**Job:**
In the records below, print the lines starting with the one containing "Where can you spot the person wearing" and running through the end of the records, both ends included. Reproduce them word for word.

**Material for this exercise:**
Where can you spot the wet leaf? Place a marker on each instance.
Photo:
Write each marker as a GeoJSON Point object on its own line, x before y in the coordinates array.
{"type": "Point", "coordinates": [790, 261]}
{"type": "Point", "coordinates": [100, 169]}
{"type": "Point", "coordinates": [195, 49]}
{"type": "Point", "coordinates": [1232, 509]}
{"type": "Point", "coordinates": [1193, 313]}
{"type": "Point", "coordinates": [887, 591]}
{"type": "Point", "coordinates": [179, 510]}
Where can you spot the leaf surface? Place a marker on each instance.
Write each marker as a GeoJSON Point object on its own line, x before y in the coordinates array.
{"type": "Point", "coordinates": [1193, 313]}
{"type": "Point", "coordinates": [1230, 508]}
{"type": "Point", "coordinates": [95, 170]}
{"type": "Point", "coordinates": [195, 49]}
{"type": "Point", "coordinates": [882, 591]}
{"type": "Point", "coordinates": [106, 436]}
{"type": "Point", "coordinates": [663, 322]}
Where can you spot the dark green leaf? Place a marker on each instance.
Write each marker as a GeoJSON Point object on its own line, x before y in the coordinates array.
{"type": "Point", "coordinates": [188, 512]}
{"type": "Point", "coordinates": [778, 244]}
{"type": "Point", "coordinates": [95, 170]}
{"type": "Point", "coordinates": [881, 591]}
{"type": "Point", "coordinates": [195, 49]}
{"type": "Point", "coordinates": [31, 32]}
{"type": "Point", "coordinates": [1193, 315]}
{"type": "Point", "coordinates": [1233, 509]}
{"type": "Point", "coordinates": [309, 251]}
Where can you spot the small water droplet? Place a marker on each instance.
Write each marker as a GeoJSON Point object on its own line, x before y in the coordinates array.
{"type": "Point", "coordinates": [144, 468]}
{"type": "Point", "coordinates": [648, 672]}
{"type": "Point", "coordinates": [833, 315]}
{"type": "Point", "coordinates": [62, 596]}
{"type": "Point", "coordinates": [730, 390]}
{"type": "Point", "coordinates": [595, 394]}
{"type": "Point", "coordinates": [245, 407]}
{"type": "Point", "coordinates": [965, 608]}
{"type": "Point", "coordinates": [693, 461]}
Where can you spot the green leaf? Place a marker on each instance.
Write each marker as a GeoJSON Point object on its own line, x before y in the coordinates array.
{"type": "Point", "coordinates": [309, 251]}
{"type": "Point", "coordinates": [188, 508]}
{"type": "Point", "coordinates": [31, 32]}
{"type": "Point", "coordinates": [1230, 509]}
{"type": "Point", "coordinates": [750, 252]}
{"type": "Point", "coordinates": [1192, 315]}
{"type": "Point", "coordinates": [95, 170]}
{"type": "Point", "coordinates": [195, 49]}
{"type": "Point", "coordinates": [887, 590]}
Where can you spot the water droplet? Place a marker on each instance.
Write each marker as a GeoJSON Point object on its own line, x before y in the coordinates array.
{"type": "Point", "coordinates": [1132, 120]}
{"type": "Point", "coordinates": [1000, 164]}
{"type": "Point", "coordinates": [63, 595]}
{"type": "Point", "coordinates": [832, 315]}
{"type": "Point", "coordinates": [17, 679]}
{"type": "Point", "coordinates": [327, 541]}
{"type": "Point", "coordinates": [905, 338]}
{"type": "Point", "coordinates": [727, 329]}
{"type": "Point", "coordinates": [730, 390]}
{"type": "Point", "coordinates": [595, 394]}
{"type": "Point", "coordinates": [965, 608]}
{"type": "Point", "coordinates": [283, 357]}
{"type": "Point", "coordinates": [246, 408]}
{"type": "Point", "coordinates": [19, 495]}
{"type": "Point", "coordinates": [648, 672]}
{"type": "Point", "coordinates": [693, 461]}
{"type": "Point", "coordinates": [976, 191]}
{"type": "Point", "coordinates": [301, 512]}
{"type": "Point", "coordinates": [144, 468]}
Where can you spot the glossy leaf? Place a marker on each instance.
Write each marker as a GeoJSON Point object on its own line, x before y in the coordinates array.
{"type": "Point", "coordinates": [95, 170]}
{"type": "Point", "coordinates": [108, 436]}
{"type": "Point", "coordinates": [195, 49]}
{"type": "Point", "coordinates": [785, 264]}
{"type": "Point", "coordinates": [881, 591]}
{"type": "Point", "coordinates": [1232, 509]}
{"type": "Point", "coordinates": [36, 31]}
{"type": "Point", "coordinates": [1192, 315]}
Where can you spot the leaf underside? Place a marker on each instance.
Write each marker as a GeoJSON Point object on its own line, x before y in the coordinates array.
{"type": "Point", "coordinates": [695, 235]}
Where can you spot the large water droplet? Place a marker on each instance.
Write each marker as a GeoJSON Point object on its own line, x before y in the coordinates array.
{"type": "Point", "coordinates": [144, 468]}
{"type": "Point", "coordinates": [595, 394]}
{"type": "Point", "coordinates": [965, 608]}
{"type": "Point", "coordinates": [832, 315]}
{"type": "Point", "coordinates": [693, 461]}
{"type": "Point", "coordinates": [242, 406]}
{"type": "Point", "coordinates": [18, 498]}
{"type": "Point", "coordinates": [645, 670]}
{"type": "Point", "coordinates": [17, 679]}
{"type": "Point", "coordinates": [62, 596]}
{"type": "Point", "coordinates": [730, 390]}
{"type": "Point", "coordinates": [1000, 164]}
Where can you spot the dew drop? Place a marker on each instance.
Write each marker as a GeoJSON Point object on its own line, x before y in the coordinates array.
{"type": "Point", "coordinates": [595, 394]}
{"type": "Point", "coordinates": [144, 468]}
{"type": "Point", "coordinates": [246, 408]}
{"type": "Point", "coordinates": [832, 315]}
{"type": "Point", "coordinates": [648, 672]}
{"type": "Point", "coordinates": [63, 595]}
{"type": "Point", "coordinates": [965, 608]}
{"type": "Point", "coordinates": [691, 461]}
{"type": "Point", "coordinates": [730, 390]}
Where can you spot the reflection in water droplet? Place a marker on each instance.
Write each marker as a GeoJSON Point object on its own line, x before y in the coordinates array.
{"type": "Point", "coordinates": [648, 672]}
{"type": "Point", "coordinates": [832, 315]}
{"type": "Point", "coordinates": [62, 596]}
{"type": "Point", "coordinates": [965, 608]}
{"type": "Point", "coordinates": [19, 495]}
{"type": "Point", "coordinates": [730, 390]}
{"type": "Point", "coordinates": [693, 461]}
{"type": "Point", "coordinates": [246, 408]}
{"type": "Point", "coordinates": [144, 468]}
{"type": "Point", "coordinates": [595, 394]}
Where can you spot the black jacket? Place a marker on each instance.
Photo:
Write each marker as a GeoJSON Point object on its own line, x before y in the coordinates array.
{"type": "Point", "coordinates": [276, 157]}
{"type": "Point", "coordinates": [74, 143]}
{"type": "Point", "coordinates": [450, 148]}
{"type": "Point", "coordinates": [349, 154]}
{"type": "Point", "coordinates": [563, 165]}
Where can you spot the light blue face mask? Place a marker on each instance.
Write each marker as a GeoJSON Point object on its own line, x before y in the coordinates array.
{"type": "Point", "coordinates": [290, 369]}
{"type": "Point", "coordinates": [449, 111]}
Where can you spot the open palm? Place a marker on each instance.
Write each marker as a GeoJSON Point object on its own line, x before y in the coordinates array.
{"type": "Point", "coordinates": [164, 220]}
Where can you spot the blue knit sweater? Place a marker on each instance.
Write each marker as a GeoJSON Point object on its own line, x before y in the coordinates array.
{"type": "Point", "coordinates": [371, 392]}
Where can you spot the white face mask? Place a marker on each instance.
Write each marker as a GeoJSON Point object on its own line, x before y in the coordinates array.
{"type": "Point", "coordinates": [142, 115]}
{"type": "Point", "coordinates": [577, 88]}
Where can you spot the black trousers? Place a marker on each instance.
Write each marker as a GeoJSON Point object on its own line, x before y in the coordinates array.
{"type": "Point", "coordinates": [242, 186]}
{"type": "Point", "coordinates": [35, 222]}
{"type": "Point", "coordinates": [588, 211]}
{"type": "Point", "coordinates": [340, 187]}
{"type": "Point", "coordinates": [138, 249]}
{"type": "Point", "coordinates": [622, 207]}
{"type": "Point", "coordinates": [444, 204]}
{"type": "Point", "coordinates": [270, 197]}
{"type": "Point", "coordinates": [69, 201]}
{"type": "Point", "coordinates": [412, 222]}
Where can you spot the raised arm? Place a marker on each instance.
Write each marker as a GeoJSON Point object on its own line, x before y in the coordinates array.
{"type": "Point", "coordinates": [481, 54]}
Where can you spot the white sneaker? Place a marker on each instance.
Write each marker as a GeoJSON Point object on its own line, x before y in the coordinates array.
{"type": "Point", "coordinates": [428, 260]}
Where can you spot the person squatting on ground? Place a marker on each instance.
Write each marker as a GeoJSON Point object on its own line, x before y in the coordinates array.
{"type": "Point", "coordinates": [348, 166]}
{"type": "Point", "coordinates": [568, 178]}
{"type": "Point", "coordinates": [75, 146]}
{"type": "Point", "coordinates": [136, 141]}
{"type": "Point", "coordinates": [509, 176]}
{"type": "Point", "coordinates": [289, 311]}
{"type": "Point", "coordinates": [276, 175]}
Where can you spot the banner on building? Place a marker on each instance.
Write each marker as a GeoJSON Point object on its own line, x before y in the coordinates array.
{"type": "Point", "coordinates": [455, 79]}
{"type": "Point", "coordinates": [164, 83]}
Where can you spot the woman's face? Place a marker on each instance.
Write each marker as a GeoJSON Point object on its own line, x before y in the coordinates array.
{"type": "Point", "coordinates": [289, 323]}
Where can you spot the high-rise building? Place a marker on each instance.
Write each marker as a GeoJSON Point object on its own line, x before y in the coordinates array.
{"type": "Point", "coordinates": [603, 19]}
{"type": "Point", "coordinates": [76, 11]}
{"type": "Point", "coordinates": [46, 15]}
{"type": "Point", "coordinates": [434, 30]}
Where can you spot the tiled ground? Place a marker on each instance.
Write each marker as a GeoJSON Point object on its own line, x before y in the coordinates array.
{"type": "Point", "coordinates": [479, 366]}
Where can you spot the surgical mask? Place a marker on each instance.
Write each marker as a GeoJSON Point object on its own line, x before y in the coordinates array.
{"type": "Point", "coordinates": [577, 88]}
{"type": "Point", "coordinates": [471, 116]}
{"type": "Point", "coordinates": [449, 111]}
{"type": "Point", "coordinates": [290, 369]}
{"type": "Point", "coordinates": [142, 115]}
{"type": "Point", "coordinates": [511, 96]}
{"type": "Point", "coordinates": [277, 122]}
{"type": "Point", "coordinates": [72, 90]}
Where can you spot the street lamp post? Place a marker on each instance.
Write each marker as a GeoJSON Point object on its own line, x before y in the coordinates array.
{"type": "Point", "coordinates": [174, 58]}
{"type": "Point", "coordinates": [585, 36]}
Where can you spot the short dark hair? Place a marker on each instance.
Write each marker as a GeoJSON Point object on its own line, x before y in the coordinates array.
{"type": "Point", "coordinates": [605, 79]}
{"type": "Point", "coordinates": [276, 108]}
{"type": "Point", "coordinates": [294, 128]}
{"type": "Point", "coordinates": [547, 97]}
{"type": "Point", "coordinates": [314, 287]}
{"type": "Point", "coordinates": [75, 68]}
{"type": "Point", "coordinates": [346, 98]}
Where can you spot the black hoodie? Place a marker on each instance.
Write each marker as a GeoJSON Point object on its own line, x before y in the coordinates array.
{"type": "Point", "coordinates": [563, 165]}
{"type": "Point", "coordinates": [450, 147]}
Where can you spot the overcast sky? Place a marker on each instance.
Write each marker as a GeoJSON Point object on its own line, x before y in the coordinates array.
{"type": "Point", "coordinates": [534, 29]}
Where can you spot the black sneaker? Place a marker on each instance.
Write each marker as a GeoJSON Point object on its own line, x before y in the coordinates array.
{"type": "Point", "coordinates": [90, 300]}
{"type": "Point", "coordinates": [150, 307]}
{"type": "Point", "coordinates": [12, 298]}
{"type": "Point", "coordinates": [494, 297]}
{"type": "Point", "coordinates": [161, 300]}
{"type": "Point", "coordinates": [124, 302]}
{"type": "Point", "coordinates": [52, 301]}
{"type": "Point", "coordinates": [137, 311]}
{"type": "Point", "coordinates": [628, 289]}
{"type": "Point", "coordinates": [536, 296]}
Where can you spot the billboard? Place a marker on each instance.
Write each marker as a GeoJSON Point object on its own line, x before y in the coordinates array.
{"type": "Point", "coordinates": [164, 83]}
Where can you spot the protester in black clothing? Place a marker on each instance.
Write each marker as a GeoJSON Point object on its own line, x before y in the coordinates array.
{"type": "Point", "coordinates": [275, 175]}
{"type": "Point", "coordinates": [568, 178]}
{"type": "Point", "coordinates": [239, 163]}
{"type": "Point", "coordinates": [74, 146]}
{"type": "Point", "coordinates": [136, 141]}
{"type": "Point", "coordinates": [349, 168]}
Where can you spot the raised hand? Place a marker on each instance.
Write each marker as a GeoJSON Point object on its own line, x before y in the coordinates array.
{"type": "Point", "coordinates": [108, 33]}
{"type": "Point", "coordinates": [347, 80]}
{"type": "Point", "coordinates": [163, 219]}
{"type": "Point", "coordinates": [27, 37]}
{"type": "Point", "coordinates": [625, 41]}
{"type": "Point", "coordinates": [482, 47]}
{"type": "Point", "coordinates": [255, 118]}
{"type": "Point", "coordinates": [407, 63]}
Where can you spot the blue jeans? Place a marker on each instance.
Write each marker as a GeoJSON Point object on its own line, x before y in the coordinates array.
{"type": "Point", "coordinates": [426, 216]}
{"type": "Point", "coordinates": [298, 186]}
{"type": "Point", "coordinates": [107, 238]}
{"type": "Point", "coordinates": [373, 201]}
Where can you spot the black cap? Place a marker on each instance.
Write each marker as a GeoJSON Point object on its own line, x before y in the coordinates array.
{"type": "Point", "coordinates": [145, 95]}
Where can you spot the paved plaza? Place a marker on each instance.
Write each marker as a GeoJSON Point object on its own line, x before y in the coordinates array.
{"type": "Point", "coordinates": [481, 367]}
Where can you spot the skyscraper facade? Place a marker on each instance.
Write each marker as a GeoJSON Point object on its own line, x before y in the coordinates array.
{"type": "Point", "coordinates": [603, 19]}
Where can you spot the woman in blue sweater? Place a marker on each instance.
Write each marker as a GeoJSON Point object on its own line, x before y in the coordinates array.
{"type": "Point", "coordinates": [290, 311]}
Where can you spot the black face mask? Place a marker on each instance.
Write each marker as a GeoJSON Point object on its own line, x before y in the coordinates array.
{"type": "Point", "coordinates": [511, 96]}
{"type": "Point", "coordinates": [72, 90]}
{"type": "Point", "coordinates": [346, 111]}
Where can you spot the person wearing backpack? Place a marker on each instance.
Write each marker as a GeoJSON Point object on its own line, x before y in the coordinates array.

**Response to this task:**
Where can you spot the person wearing backpack? Place a marker on each instance.
Write each marker as a GeoJSON Point object on its own line, x before y in the coordinates array.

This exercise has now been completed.